_EXERCISE OBJECTIVE_
Give back exactly the stretch of data below from the line holding "149L333 159H344L337 122L334" through the line holding "box: [158, 128, 172, 156]", both ends included, and leave the remaining lines out.

_DATA RECORDS_

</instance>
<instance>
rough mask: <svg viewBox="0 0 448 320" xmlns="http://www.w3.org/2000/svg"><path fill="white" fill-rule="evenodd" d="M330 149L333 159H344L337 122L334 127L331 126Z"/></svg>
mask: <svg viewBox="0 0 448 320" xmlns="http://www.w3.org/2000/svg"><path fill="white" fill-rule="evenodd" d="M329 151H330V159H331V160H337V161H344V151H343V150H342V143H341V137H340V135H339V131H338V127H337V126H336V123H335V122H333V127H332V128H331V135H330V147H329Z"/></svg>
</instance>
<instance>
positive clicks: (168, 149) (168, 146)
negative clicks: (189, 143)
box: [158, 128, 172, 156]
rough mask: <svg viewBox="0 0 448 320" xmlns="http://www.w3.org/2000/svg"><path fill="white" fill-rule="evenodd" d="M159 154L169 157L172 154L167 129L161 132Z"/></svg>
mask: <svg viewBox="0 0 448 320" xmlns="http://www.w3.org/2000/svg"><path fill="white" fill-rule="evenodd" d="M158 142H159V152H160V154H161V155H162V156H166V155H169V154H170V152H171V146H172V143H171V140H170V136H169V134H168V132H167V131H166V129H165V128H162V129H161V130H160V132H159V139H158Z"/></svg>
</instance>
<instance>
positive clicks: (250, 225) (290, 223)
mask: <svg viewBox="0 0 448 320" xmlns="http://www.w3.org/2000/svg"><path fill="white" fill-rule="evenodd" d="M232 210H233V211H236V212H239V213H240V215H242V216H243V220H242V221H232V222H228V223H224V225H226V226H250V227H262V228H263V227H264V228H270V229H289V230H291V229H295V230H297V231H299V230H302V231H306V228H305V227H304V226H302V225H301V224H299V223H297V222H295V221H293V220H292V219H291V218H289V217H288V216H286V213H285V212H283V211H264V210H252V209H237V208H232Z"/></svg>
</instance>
==
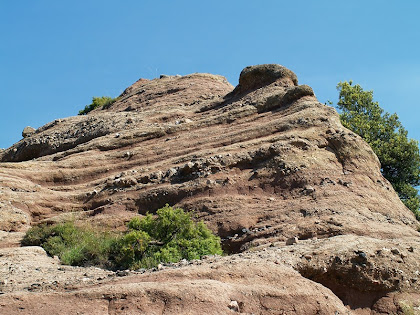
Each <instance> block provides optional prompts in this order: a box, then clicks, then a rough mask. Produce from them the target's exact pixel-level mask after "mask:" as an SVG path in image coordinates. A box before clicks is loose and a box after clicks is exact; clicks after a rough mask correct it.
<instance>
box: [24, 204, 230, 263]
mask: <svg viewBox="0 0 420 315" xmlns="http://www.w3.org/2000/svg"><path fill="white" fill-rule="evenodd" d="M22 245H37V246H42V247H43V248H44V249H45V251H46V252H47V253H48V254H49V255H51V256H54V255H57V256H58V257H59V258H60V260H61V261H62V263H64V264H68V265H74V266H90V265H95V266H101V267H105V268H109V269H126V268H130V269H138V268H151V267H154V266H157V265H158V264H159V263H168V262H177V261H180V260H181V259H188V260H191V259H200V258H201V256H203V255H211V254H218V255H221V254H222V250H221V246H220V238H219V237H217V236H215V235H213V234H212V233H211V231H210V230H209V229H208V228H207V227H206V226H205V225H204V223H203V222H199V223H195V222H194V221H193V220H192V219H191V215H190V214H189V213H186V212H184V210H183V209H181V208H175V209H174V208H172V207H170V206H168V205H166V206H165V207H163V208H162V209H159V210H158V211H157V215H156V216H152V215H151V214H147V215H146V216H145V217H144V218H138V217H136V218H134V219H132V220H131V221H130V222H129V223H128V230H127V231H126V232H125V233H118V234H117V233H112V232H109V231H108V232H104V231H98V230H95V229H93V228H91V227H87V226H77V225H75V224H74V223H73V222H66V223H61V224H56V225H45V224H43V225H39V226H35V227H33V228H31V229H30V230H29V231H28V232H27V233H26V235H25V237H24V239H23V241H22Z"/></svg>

_RESPONSE TO THIS EXERCISE_
rough mask: <svg viewBox="0 0 448 320" xmlns="http://www.w3.org/2000/svg"><path fill="white" fill-rule="evenodd" d="M330 149L333 159H344L337 122L334 127L331 126Z"/></svg>
mask: <svg viewBox="0 0 448 320" xmlns="http://www.w3.org/2000/svg"><path fill="white" fill-rule="evenodd" d="M329 151H330V159H331V160H337V161H344V151H343V150H342V143H341V137H340V135H339V131H338V127H337V126H336V123H335V122H333V127H332V128H331V135H330V147H329Z"/></svg>
</instance>
<instance>
positive clicks: (168, 149) (168, 146)
negative clicks: (189, 143)
box: [158, 128, 172, 156]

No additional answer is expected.